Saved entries
BEGIN

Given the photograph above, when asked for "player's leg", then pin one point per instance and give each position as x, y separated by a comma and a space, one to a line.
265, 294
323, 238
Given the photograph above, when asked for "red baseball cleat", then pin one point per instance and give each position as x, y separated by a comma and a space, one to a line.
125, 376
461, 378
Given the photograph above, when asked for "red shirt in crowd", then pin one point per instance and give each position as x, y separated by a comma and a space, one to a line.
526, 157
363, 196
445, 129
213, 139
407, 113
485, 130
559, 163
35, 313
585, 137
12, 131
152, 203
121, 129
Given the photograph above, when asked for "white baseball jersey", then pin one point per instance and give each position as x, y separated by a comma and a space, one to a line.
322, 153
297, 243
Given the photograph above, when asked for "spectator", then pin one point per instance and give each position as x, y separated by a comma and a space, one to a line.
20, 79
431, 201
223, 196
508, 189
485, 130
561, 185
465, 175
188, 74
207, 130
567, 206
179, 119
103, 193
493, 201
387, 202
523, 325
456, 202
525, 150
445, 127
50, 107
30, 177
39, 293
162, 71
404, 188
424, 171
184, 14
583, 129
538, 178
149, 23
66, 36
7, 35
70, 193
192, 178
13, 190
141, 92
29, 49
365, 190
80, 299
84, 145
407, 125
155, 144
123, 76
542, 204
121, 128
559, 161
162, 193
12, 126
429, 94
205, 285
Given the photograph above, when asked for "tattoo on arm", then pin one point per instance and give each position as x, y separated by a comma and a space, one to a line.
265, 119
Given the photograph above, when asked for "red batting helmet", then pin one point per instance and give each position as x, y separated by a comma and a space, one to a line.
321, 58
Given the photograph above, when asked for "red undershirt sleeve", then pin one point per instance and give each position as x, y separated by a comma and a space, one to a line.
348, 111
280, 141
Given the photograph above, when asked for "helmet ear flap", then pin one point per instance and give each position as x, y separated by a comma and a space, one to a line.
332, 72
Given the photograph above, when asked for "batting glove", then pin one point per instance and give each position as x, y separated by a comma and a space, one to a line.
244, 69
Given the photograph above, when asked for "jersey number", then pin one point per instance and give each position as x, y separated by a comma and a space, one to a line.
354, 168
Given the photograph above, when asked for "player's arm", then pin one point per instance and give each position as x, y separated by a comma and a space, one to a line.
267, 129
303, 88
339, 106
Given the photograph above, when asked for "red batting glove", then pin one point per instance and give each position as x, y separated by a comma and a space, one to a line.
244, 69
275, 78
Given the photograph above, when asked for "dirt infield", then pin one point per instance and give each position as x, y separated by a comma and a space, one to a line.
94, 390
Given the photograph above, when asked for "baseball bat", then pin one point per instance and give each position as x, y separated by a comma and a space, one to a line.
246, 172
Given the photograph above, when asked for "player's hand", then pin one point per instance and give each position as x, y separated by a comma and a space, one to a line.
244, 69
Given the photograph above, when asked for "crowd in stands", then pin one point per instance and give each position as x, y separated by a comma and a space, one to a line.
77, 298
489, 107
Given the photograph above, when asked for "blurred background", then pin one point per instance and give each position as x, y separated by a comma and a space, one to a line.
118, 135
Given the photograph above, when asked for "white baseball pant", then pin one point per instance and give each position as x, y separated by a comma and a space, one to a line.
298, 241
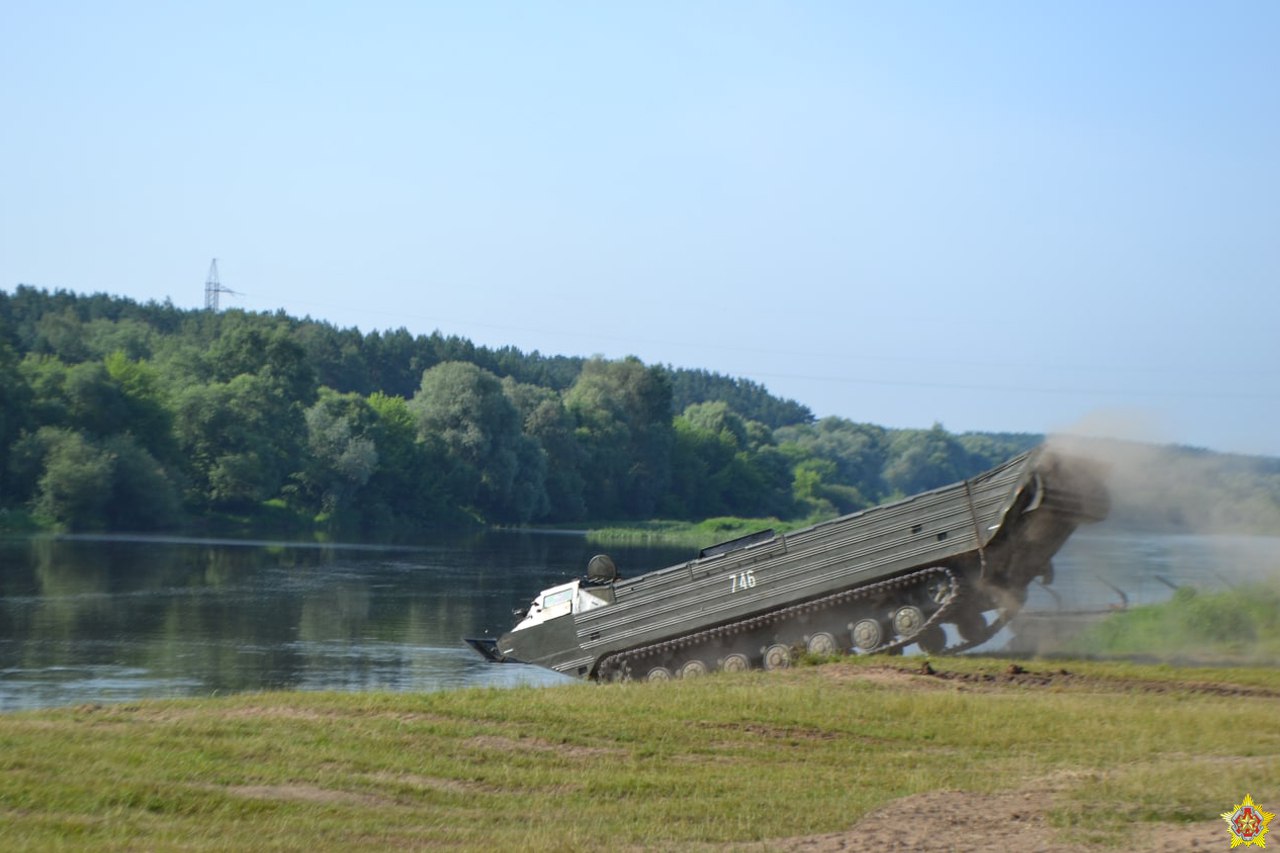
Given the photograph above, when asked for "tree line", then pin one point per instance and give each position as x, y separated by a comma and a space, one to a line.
118, 415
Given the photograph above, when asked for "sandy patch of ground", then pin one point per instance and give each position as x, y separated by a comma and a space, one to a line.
987, 824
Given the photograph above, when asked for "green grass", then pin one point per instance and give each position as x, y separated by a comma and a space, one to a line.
1240, 624
723, 760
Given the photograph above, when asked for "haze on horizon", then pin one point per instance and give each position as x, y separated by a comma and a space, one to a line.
999, 217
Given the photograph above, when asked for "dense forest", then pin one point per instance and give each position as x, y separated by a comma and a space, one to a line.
118, 415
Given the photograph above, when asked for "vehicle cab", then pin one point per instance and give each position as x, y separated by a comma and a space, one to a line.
561, 601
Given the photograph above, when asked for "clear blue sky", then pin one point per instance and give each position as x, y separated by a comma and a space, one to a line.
1028, 217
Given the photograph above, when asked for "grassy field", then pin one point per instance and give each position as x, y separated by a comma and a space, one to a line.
722, 761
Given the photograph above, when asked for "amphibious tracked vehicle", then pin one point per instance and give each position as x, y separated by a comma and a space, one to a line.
873, 582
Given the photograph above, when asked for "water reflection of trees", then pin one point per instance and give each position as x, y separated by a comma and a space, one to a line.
237, 617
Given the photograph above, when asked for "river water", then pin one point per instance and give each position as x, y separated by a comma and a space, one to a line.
110, 619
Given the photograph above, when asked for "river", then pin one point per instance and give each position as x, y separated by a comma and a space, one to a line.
112, 619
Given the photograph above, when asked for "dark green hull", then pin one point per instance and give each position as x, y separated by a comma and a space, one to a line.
987, 538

END

> [Problem description] Return every entry of the data above verbatim, with no images included.

> [Exercise solution]
Given the photograph above, when asked for "player's leg", then pin one point per instance and give each position as x, y separated by a comma and a space, one to a line.
265, 294
323, 238
Given the photograph above, when asked for "red baseball cleat", then pin one point per instance and give each position as x, y separated by a comma and a space, one to a line.
125, 376
461, 378
Given the photograph above, when asked for "red shirt in crowd", then pin one point per instance and give each position as x, y separated by a comma and a space, one to a line.
526, 157
363, 196
445, 129
213, 139
407, 113
485, 130
559, 163
35, 313
585, 137
12, 131
152, 203
121, 129
Given the photograph above, when asked for "white baseball jersey", then pin one point per instance and give each position as x, y separated by a comma and a space, one to a line.
322, 153
297, 243
Given the photograph above, when asked for "spectator", then pin one point per instance and give each position as x, y separated by a comma and a space, one to a line.
20, 79
431, 201
223, 196
508, 189
485, 130
561, 185
465, 175
188, 74
207, 130
567, 206
179, 119
103, 193
493, 201
387, 202
523, 325
456, 202
525, 150
445, 127
50, 107
30, 177
39, 293
162, 71
404, 188
424, 171
184, 14
583, 129
538, 178
149, 23
66, 36
7, 35
70, 193
192, 178
13, 190
141, 92
29, 49
365, 190
80, 299
84, 145
407, 125
155, 144
123, 76
542, 204
121, 128
559, 161
162, 193
12, 126
429, 94
205, 285
Given the photograph above, when asked for "tattoo on arm", then pin one point per instance and give each position as x, y separated by a comma and a space, one to a line.
265, 119
Given the photograph above, when asked for "red batting helmet", then pin one point per instance and give each position as x, y separated by a comma and a space, one to a line.
321, 58
Given the photograph above, when asked for "red undershirt sleeve", then pin one point per instance and give each position as x, y separated by a comma and a space, one to a line.
348, 111
280, 141
Given the photograph above, when asked for "helmet ear flap", then pin one point per instance and give each position as x, y separated by a comma and a space, one to a line.
332, 72
Given the photograph above, when asked for "batting glove", then pin one point per instance and give each position as x, y separated by a comma and a space, one to a line.
244, 69
Given the photograph above, when asked for "jersey number", then pin one point per instance and give each position as x, y separated by a comma and a space, one to a line.
354, 168
Given the photograph above, when asked for "player's arm", then pin one point per instance and give each position as x, y separated by a comma and a space, one to a line.
267, 129
303, 88
339, 106
Given the photograph above, when asked for "red batting glove", then pin one point per instance and give each position as x, y separated by a comma and a space, one to a line.
244, 69
275, 78
Given the photograph above, when asked for "dirt infield", then pin one point per instance and give each position as x, y separated by a comma and a space, one to a line.
94, 390
Given the photograph above, when asked for "baseball bat", then pin one point per instance and give each position as x, y separated by a comma and a space, one to a line.
246, 172
Given the photograph above, when asked for "player's hand", then pin one point per instance and give each position as x, y separated by a comma and a space, one to a line.
244, 69
Given the photograph above, when asked for "crowd in stands", then pin one point per instance and give each position as x, y separated by a comma and a space, one to a line.
77, 298
489, 107
Given the photograph above, when asked for "blurred background", then pin one point per instance and give each position as x, y separated by a comma and a space, one to a line.
118, 135
Given the photograph above, when asked for "white baseball pant", then pin one point per instance and give each position as x, y separated by a comma and a space, one to a line.
298, 241
Given the photograph above, when asked for "tree line", then pin one point per instance and give each position as x, y separated by a comma and a space, one to a line.
118, 415
Given the photograph above, when asked for "sandy patch of ground", then pin one point per instance and give each position as x, y separated by a comma and a space, one to a line.
987, 824
Given the photograph above, when asked for "green grass", then pin one point per instance and give each position as x, y separated by a comma and a space, one to a line.
1240, 624
723, 760
Given the photograph above, when asked for "haze on horizon", then pin one point per instance and give each position as x, y separated by a comma and a space, one to a line.
999, 217
Given the photograph above, when asked for "dense forest", then pin one point per instance and give each position as x, y separated by a comma and a space, one to a line.
118, 415
Given the photograph above, when asked for "vehicle cab", then pin one point per instance and give each position as x, y separated by a comma and a space, one to a line.
561, 601
Given the photograph above, when asked for "clear blue sky", then pin one point per instance and give each position as x, y separated by a comma and a space, one to a line.
1028, 217
Given the photograph above, when asked for "grassy field", then pin one point per instance and give each position as x, y separated by a comma and a space, one to a line.
722, 761
Given the photograph above, when asked for "amphibious tracked vehicle", then pin one point per instance and give each position as x, y separated by a comma and a space, one to a line.
873, 582
Given the photograph above, when asked for "water reflection of trees", then pin one point per instance and give each position as x, y separated by a comma and a space, one to a line.
237, 617
Given the photograph above, when asked for "river water", then pin one point per instance and give each position as x, y separated by a comma and a space, one to a line.
110, 619
Given the photograph above, when asked for "river", then pin one point per instance and give each position as x, y separated by a comma and a space, one to a line.
112, 619
Given the photograph above, when asked for "dark green hull", then pin one point per instance and give each position as x, y separated by a comma and a space, one to a line.
987, 538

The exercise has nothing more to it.